▸ **EXERCISE GOAL**: For the listing below, output exactly the lines from the line with "Target: woman's arm" up to and including the line with "Target: man's short hair", and no other lines.

▸ **EXERCISE INPUT**:
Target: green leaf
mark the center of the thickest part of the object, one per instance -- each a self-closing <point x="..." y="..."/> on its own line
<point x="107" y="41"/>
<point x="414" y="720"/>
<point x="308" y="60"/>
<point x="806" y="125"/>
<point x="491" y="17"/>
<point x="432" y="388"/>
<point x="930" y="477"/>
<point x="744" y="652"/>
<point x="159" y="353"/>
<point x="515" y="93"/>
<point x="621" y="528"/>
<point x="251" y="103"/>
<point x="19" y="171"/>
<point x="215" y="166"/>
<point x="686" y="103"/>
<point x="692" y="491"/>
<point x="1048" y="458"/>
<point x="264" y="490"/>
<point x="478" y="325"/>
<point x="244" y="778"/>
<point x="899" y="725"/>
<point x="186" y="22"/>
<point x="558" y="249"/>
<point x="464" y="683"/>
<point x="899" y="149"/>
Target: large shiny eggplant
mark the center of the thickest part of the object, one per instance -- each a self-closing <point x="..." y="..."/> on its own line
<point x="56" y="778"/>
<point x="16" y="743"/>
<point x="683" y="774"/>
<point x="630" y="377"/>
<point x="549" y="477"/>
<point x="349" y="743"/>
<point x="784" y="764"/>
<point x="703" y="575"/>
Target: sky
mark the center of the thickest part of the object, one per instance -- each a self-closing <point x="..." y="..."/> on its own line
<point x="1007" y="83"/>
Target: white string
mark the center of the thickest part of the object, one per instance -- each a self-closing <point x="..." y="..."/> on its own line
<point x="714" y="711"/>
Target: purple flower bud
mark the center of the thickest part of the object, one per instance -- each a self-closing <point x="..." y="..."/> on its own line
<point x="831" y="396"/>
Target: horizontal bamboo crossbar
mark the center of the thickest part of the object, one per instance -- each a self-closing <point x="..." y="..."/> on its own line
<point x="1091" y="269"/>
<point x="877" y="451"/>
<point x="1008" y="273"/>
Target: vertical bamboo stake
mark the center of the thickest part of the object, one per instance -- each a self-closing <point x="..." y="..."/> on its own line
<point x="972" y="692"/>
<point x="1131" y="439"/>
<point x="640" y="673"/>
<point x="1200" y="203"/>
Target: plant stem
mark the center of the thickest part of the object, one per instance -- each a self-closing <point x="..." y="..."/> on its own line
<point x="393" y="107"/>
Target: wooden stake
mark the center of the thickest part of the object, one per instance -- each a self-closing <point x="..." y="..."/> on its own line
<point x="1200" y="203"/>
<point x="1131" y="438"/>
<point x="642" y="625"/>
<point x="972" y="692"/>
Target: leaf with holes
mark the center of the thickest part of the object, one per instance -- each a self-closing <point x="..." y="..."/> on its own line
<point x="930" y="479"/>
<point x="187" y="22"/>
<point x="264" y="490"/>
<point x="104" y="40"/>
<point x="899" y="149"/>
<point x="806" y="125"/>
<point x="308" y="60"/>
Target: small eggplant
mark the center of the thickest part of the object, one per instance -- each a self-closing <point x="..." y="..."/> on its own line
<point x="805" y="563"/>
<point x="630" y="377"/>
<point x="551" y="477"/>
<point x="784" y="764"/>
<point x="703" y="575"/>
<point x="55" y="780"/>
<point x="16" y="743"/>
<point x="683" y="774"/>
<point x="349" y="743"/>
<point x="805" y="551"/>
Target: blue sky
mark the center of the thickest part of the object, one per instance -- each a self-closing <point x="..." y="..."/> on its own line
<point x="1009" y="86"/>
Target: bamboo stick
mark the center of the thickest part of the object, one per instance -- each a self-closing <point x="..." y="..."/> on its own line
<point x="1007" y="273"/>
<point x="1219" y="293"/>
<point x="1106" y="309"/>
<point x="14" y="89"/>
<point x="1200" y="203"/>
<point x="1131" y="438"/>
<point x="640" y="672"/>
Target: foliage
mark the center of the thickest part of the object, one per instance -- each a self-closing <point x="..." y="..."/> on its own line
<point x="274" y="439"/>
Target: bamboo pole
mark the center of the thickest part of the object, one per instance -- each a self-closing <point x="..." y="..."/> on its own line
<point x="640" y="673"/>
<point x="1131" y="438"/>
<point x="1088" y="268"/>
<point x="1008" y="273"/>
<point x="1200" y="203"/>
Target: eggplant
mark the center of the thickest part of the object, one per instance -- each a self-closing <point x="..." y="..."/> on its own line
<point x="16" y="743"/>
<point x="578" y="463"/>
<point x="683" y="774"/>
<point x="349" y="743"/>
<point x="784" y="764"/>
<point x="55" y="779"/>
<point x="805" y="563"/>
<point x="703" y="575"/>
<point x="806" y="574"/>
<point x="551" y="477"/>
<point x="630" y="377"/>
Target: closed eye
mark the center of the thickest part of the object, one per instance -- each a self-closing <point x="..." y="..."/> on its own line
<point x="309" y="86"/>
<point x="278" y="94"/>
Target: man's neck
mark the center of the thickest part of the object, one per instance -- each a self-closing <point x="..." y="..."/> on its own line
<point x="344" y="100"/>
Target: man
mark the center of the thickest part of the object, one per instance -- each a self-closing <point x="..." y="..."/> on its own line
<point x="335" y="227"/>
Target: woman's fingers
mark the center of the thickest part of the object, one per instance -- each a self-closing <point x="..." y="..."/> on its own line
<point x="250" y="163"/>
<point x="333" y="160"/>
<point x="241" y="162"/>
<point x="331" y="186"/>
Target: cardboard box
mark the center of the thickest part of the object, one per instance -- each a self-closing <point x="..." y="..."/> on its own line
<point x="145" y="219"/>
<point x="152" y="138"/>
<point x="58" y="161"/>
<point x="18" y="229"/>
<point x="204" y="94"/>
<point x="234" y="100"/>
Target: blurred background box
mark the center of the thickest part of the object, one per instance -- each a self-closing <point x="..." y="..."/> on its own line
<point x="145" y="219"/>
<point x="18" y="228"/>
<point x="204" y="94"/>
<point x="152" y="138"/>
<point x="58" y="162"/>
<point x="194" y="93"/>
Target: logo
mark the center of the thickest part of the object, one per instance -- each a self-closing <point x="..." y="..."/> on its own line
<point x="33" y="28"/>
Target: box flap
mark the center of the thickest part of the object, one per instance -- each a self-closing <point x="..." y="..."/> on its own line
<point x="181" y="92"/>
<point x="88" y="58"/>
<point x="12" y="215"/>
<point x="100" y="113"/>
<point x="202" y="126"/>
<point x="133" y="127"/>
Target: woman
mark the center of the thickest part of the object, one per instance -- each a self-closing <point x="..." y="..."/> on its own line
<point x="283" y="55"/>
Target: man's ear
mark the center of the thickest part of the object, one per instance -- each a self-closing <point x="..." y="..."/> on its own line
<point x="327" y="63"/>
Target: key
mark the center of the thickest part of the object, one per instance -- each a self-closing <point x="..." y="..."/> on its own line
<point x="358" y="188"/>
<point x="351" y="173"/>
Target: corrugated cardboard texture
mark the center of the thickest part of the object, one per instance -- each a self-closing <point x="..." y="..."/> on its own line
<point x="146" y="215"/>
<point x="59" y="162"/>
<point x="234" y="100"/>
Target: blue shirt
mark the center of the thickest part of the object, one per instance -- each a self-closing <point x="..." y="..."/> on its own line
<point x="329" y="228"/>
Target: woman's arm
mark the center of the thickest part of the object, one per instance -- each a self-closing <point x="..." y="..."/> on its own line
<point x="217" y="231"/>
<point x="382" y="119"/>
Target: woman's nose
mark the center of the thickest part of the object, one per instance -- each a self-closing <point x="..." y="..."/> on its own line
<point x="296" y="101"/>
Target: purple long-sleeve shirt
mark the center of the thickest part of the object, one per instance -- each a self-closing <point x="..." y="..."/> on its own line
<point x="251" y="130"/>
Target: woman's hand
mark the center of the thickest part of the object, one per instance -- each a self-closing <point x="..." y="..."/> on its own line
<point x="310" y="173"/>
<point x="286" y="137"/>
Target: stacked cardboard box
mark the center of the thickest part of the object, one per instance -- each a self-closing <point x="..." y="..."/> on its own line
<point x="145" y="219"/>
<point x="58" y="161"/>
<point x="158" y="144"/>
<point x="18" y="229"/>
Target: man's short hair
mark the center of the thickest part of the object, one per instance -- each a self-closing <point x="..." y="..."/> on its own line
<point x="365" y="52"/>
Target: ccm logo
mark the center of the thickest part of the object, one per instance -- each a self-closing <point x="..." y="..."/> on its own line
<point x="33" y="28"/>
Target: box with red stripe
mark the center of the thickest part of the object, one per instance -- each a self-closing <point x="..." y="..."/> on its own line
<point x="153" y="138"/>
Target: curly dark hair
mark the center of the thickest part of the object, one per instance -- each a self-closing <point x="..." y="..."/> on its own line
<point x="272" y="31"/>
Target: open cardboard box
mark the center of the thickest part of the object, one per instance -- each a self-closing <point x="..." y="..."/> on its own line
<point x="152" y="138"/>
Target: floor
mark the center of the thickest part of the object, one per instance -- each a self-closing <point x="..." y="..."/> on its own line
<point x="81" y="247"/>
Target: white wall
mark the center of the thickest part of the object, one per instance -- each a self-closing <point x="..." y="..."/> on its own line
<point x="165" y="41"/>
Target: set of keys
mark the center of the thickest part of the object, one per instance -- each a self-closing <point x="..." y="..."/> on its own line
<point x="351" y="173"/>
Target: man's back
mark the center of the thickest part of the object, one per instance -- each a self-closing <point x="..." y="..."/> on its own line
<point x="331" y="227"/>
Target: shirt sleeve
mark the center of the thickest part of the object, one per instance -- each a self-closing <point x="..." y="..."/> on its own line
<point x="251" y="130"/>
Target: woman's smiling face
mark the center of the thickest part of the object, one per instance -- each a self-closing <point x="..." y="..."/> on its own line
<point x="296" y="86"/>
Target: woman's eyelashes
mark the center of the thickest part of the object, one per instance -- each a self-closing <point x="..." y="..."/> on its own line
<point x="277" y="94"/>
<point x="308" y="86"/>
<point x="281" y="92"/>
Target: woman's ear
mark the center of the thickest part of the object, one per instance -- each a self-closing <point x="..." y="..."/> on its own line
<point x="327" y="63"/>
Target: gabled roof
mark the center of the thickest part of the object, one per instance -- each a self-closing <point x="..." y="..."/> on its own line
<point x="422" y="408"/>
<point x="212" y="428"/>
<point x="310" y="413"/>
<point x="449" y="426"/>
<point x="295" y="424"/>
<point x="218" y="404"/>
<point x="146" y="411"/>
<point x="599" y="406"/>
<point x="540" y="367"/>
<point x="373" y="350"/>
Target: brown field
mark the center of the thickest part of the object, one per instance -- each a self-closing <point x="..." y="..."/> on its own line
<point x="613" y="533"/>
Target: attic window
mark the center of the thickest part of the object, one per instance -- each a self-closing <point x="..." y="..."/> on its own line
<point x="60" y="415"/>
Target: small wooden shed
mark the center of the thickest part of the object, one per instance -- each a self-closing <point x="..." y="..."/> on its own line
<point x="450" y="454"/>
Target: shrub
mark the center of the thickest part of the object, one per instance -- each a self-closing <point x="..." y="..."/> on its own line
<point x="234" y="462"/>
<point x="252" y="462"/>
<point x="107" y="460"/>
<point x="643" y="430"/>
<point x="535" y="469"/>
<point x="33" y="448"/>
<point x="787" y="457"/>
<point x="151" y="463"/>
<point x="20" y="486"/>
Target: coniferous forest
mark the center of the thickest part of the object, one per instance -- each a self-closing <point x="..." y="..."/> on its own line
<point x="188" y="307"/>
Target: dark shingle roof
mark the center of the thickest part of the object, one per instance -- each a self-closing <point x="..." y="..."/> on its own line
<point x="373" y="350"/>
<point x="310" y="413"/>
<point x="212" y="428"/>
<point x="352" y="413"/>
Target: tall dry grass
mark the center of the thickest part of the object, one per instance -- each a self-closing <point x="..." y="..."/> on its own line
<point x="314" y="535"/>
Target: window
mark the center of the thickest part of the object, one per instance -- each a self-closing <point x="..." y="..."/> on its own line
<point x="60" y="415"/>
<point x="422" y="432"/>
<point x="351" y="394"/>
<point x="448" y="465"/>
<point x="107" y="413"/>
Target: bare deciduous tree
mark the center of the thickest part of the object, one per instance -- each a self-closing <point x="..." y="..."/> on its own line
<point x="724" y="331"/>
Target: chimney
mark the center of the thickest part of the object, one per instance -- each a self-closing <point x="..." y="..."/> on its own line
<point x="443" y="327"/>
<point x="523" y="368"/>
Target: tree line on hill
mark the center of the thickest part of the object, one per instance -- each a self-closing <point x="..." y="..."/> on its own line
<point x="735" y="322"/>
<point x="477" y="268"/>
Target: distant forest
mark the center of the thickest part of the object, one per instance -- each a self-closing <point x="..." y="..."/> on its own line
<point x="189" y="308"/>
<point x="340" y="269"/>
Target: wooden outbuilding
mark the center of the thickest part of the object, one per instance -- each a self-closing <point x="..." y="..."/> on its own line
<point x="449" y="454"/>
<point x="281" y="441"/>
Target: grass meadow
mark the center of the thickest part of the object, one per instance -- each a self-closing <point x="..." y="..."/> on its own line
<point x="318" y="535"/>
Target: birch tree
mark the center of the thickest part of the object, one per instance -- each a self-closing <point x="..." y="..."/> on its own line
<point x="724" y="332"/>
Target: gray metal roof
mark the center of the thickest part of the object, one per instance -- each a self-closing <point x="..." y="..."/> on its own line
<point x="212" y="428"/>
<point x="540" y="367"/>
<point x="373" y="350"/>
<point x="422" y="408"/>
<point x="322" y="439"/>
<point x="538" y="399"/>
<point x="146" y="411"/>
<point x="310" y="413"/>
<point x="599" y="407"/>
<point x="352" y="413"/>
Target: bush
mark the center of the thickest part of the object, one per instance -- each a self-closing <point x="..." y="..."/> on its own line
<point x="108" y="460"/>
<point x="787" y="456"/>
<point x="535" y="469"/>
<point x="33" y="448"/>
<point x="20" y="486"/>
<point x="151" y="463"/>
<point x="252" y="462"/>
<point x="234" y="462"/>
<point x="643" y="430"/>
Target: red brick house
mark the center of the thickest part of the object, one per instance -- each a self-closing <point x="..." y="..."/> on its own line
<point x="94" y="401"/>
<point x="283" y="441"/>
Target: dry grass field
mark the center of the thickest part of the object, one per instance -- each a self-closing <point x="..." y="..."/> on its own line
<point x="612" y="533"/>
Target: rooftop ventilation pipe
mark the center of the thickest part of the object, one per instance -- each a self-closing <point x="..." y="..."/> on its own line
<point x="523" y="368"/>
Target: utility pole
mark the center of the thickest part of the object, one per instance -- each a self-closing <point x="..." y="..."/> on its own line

▸ **FINISHED TASK**:
Target: woman's arm
mark the center of the thickest part of the object, one per instance -- each a self-closing <point x="..." y="..."/> on its own line
<point x="217" y="231"/>
<point x="382" y="119"/>
Target: woman's nose
mark the center of the thickest part of the object, one per instance -- each a self-closing <point x="..." y="..."/> on its own line
<point x="296" y="101"/>
Target: purple long-sleeve shirt
mark the center of the thickest part of the object, one per instance -- each a self-closing <point x="..." y="..."/> on its own line
<point x="251" y="130"/>
Target: woman's hand
mark the center of the thickest part of the object, one per instance -- each a self-closing <point x="..." y="..."/> on its own line
<point x="310" y="173"/>
<point x="286" y="137"/>
Target: stacked cardboard box
mark the center of the thickest part of the object, one per instance -- each a self-closing <point x="..." y="..."/> on its own line
<point x="145" y="219"/>
<point x="58" y="161"/>
<point x="158" y="144"/>
<point x="18" y="229"/>
Target: man's short hair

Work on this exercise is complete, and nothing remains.